• Brano:
Carlo Nesti, giornalista sportivo Rai dal 1980 al 2010, oggi scrive per le Edizioni San Paolo. Nel 2007 ha pubblicato il romanzo “Viaggio di ritorno”, nel 2008 “Il mio psicologo si chiama Gesù”, nel 2010 “Il mio circuito si chiama paradiso” e nel 2012 “Anche la Fede ha il suo alfabeto”. L’ultima fatica è “Il mio Allenatore si chiama Gesù”, uscito da pochi mesi. Nel 2002 ha dato vita al sito Internet NestiChannelhttps://www.carlonesti.it/, una sorta di “oratorio virtuale”, dove discutere di sport e fede. Nei giorni scorsi al Salone del Libro di Torino è stato presentato il suo video monologo – regia di Luciano Somma – “Lo sport di vivere”, in cui Nesti racconta ancora una volta le emozioni della vita e il paradigma dello sport.

Come nasce il suo libro?

Ho scritto questo libro perché le due cose che contano di più nella mia vita sono la fede e lo sport ed, essendo una scrittore delle edizioni San Paolo, ho sempre immaginato di scrivere un libro che fosse alla confluenza di questi due valori. Ciò che non mi era successo con i quattro libri precedenti che erano un romanzo e tre saggi.

• Consegna:
Le affermazioni seguenti concordano con il brano su Carlo Nesti? Per ciascuna rispondi sì o no e cita alla lettera le parole del brano che lo stabiliscono.
1. Nesti ha creato il sito NestiChannel nel 2002.
2. Il video monologo "Lo sport di vivere" è stato presentato a Roma.
3. I quattro libri precedenti di Nesti erano tutti romanzi.

• Voci archiviate:

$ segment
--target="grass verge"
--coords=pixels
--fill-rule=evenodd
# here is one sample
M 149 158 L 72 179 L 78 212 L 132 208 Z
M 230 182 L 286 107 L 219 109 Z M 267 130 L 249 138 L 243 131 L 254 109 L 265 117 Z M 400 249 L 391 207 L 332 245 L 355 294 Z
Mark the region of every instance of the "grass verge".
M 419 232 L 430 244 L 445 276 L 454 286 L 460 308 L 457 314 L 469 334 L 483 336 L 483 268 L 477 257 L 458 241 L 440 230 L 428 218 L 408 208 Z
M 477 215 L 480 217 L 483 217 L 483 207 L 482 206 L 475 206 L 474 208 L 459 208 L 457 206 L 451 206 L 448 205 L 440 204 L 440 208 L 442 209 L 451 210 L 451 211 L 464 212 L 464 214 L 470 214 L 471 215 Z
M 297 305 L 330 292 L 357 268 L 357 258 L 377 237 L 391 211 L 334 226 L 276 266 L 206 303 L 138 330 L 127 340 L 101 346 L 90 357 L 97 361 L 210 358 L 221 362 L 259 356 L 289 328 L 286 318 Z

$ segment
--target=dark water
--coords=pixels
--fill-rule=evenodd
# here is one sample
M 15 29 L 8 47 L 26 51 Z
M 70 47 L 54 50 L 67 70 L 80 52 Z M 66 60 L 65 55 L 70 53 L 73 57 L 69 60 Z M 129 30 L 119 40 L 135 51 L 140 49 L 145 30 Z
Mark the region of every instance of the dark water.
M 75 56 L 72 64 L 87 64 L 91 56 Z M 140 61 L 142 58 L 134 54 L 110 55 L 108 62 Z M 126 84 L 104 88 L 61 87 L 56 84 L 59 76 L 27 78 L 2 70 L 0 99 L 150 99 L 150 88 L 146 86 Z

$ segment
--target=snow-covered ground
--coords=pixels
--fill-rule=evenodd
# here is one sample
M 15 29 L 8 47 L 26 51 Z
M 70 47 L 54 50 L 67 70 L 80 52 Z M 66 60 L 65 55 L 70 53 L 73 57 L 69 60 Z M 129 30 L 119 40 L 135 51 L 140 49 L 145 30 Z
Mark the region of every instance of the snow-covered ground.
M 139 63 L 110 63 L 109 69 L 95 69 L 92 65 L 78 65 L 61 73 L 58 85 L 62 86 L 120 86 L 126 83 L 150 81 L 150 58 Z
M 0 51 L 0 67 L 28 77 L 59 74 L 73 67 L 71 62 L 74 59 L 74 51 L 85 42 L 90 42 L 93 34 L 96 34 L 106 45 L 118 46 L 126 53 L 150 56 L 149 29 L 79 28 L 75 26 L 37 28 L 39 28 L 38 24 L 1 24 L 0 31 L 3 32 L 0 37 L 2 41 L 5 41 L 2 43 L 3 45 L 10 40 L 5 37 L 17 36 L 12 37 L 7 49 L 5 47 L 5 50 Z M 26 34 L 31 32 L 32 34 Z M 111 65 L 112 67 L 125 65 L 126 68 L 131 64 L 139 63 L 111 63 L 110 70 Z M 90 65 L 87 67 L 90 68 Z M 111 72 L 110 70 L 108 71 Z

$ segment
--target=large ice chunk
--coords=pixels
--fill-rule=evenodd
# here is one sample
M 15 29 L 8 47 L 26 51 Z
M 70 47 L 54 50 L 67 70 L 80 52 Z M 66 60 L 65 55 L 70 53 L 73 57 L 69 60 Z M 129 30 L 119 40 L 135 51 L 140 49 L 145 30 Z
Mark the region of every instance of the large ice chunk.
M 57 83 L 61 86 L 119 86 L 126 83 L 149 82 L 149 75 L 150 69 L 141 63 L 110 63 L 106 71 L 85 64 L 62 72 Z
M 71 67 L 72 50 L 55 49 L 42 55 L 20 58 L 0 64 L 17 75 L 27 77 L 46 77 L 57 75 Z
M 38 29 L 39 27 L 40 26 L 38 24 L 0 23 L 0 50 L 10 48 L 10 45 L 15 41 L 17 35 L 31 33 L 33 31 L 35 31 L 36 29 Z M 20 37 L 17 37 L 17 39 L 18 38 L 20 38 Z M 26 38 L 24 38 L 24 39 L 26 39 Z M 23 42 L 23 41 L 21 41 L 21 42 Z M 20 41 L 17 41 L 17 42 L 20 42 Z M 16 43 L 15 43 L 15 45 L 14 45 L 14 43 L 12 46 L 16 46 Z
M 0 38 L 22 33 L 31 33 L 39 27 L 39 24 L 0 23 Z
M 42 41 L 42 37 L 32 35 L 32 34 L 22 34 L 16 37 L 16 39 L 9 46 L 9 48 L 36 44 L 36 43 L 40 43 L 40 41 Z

• Soluzione:
1. Sì: "Nel 2002 ha dato vita al sito Internet NestiChannel"
2. No: "Nei giorni scorsi al Salone del Libro di Torino è stato presentato il suo video monologo"
3. No: "i quattro libri precedenti che erano un romanzo e tre saggi"